Records from a data collection:
Content starts

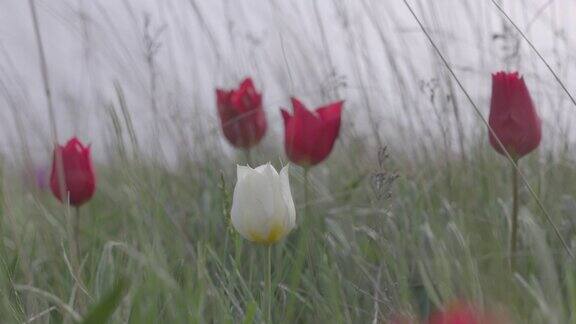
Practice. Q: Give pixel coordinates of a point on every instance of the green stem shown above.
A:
(514, 230)
(77, 236)
(248, 156)
(269, 290)
(306, 193)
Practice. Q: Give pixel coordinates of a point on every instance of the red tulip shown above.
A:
(460, 313)
(513, 116)
(79, 178)
(241, 114)
(309, 136)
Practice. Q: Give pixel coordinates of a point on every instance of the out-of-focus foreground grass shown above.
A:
(440, 236)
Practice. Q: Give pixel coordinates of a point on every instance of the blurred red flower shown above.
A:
(461, 313)
(513, 116)
(241, 115)
(309, 136)
(79, 178)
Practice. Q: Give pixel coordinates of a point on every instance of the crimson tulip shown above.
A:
(513, 117)
(309, 136)
(79, 178)
(460, 313)
(241, 115)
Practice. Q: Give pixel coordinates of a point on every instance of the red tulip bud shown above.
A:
(461, 313)
(309, 136)
(513, 116)
(79, 178)
(241, 114)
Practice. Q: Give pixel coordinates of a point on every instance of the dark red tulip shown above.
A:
(79, 178)
(460, 313)
(309, 136)
(513, 116)
(241, 114)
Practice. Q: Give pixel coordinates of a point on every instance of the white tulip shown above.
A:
(262, 207)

Content ends

Directions for this task:
Although the records contain pictures, restate them word for word with those pictures left out.

The completed task:
Practice. Q: Give pixel coordinates of a point on every instance of the green stem shown above.
A:
(514, 230)
(77, 236)
(248, 156)
(269, 290)
(306, 193)
Practice. Q: Give pixel coordinates of a point on every instance of the red tulip shown above.
A:
(460, 313)
(513, 116)
(79, 178)
(241, 114)
(309, 136)
Practice. Q: Give pixel coordinates of a point on every instance of the out-of-focus foreground grass shown above.
A:
(440, 236)
Practice. Q: Give pixel coordinates of a point on every instance of the blurred red flower shown above.
A:
(461, 313)
(513, 116)
(241, 115)
(309, 136)
(79, 178)
Practice. Q: Give pixel coordinates of a point on every instance of the crimson tulip shown above.
A:
(513, 117)
(309, 136)
(79, 178)
(460, 313)
(241, 115)
Practice. Q: Give pixel coordinates of a point on every instance of the red tulip bud shown above.
A:
(461, 313)
(309, 136)
(513, 116)
(79, 178)
(241, 114)
Practice. Q: Give pixel coordinates of a point on every instance of the dark red tulip shown above.
A:
(79, 178)
(460, 313)
(309, 136)
(513, 116)
(241, 114)
Practice. Q: Give pixel coordinates of a point on every instance of the white tulip shown above.
A:
(262, 207)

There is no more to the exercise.